[Text segment — start]

Letting go and moving on

I’ve dated this guy who’s accused me of cheating and he’s the one who has cheated numerous times and in the worst way, but idk how to let go and I want too! I know that’s part of having attachment issues but he’s the only guy that I had this problem with.
Asked by Greenhouse
Answered
10/21/2022

Hello Greenhouse,

It has been in my experience that often others who blame their partner for cheating are the ones that may be engaging in it themselves. 

It is difficult for the mind and heart to be on the same page especially when trust has been broken.  The heart feels like letting go is impossible because you cannot imagine life without them but, the reality is it hurts too much to stay, as lots of thoughts and feelings feed into what was experienced.

[Text segment — finish]
[Records supplied — start]

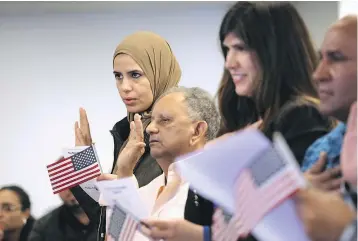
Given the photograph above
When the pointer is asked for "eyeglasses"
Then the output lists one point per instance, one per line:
(7, 207)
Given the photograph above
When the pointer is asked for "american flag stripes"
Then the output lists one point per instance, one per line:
(74, 170)
(122, 227)
(260, 187)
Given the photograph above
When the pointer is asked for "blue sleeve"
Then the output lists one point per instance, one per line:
(207, 233)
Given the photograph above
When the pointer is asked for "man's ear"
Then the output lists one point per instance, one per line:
(200, 130)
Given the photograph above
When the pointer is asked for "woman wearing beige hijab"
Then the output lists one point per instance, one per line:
(144, 67)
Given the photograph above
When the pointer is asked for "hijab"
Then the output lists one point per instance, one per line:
(155, 57)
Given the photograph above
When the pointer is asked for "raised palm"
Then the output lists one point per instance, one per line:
(134, 149)
(82, 131)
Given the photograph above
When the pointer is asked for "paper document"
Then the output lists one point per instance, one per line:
(124, 193)
(218, 167)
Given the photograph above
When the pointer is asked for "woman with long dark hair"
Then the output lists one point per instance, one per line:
(16, 221)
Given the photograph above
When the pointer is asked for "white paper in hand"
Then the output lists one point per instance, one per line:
(90, 186)
(219, 165)
(124, 192)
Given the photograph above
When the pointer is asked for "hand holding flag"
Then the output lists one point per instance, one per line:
(74, 170)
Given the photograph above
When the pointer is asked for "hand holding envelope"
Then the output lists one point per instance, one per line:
(252, 178)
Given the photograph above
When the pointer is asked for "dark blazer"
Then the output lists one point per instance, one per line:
(61, 225)
(145, 171)
(300, 123)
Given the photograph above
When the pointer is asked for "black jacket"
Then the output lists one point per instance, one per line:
(61, 225)
(300, 123)
(145, 171)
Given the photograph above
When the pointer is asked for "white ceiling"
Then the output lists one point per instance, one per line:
(56, 7)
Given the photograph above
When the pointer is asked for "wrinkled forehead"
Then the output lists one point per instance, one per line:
(9, 197)
(341, 36)
(173, 104)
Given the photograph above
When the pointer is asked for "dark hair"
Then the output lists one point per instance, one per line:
(286, 55)
(23, 196)
(25, 204)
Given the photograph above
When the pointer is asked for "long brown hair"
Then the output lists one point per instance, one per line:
(286, 55)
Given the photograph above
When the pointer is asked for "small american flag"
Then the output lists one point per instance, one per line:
(225, 227)
(122, 227)
(260, 188)
(74, 170)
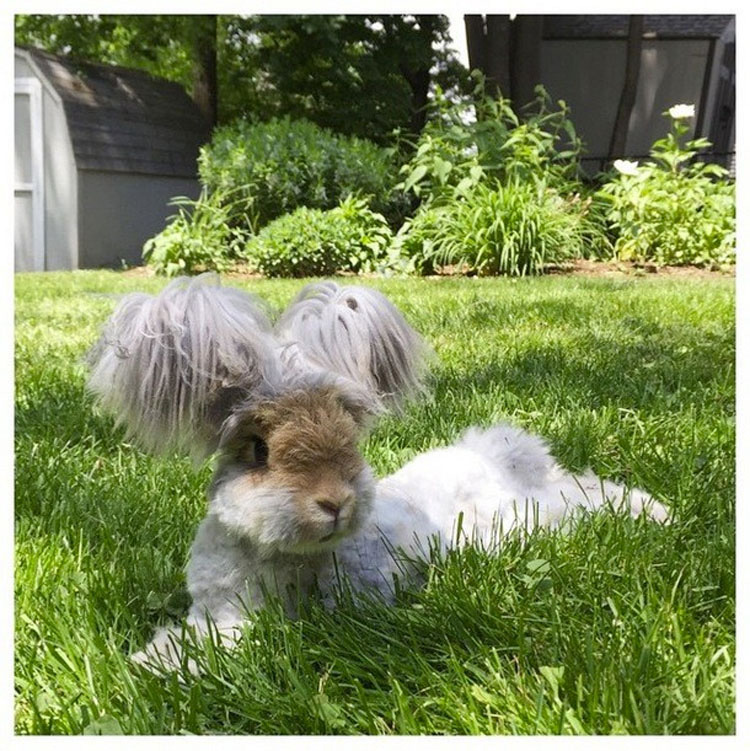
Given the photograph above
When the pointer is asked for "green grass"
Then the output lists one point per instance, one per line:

[Records supplied — finish]

Reproduce the full text on letting go and moving on, word for word. The listing comes from a different source than the text.

Letting go and moving on

I’ve dated this guy who’s accused me of cheating and he’s the one who has cheated numerous times and in the worst way, but idk how to let go and I want too! I know that’s part of having attachment issues but he’s the only guy that I had this problem with.
Asked by Greenhouse
Answered
10/21/2022

Hello Greenhouse,

It has been in my experience that often others who blame their partner for cheating are the ones that may be engaging in it themselves. 

It is difficult for the mind and heart to be on the same page especially when trust has been broken.  The heart feels like letting go is impossible because you cannot imagine life without them but, the reality is it hurts too much to stay, as lots of thoughts and feelings feed into what was experienced.